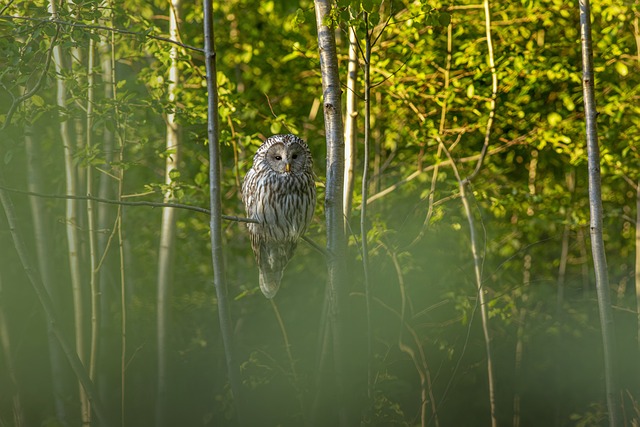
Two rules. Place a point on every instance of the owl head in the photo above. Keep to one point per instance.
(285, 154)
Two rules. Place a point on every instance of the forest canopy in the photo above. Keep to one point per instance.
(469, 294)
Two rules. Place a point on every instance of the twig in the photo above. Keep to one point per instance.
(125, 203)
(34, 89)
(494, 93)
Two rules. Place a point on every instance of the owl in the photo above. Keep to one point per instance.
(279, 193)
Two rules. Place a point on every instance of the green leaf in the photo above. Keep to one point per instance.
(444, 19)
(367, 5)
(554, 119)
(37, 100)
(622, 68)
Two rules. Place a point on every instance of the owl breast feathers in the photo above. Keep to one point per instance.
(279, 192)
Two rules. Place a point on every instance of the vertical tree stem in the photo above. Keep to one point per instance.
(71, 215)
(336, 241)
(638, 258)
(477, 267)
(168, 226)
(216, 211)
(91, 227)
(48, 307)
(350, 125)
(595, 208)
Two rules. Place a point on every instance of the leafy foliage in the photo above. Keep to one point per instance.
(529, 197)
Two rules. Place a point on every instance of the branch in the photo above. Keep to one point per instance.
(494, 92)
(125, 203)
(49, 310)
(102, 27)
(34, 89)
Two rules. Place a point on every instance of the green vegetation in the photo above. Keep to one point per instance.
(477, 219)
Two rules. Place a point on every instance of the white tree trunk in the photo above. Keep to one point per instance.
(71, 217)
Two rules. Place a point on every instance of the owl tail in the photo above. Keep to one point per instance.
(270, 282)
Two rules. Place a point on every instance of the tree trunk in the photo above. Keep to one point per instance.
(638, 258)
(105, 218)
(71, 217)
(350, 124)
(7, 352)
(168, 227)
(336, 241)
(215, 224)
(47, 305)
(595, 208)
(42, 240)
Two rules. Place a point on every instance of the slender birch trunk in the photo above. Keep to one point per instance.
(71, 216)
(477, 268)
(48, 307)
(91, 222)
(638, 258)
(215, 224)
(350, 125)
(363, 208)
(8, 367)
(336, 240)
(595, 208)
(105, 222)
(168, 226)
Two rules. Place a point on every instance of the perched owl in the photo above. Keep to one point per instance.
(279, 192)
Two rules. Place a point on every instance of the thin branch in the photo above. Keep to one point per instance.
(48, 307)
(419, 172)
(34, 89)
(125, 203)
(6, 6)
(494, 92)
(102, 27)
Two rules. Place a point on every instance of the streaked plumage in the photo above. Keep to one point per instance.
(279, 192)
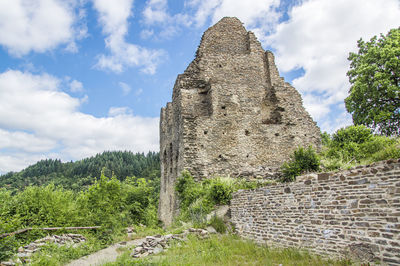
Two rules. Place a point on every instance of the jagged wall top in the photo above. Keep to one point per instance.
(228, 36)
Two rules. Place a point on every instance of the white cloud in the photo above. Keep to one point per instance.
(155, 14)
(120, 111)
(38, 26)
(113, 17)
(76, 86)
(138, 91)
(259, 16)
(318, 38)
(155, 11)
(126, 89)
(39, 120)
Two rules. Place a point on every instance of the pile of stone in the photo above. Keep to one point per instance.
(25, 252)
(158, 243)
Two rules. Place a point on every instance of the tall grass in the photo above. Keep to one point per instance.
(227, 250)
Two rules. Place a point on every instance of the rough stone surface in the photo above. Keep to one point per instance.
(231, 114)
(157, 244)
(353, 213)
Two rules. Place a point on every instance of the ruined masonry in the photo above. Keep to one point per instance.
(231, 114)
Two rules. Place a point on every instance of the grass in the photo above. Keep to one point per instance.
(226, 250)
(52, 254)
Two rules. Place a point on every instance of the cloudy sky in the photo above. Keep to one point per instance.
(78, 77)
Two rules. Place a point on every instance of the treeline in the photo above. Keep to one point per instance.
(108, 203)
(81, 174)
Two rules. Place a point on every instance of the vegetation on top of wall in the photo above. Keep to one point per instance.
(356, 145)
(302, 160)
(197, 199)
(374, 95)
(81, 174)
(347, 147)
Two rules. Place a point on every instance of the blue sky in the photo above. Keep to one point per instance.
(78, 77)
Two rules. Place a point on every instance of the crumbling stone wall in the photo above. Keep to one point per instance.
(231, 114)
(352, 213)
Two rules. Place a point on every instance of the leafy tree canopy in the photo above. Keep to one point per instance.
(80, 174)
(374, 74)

+ + + + +

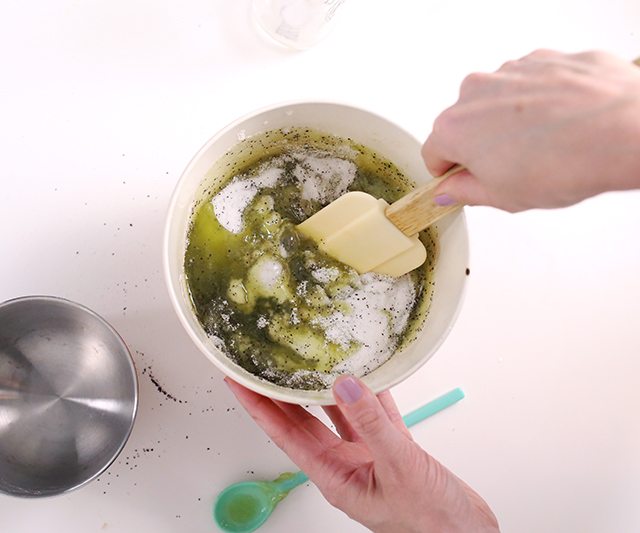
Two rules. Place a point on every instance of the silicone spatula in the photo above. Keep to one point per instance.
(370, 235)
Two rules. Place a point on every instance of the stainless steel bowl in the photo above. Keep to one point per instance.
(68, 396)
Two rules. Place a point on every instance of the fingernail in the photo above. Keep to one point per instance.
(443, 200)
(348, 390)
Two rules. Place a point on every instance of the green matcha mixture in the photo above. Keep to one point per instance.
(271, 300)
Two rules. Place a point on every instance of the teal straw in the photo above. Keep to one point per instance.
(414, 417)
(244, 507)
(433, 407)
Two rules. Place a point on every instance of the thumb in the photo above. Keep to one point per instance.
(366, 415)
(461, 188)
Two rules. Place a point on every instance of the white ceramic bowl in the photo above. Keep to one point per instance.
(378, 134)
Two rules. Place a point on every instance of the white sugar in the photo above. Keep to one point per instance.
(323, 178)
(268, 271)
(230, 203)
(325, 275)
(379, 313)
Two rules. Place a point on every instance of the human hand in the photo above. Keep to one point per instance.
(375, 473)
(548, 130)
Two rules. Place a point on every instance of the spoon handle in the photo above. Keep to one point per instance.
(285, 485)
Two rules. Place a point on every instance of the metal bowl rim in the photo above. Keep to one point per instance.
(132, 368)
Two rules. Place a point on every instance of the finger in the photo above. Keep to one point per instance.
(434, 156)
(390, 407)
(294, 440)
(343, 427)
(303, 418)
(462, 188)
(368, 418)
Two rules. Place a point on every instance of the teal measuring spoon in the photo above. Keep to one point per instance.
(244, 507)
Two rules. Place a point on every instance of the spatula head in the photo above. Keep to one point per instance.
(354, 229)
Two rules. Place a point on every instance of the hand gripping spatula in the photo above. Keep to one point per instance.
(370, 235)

+ + + + +

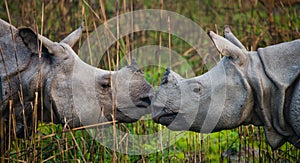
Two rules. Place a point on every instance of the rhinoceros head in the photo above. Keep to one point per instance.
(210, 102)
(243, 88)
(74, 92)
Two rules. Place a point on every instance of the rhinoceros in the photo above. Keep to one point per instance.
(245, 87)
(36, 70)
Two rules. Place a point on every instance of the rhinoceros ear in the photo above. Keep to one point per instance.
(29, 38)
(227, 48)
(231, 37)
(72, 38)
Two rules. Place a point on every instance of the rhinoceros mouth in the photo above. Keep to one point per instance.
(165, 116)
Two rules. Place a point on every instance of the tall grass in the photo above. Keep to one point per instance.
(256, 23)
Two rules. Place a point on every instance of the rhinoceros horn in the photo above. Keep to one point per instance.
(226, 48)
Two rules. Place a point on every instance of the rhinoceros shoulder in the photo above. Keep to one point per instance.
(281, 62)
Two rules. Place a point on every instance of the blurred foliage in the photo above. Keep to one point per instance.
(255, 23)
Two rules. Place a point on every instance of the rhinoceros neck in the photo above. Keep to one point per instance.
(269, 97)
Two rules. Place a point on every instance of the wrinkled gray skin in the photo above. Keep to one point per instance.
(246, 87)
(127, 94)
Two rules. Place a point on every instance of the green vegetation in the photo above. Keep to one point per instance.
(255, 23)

+ + + + +

## PROMPT:
Please extract each line in the items above that contains the string "head", treating uppercase and lowercase as different.

## CORRECT RESULT:
Two rules. Place a point on every instance of the owl head in the photo above. Keep to one point per instance.
Two rules. Place a point on every instance of the spatula head in the photo above. Keep to one point per instance.
Two rules. Place a point on every instance of the rhinoceros head in the photo above. Keep to one point per instance.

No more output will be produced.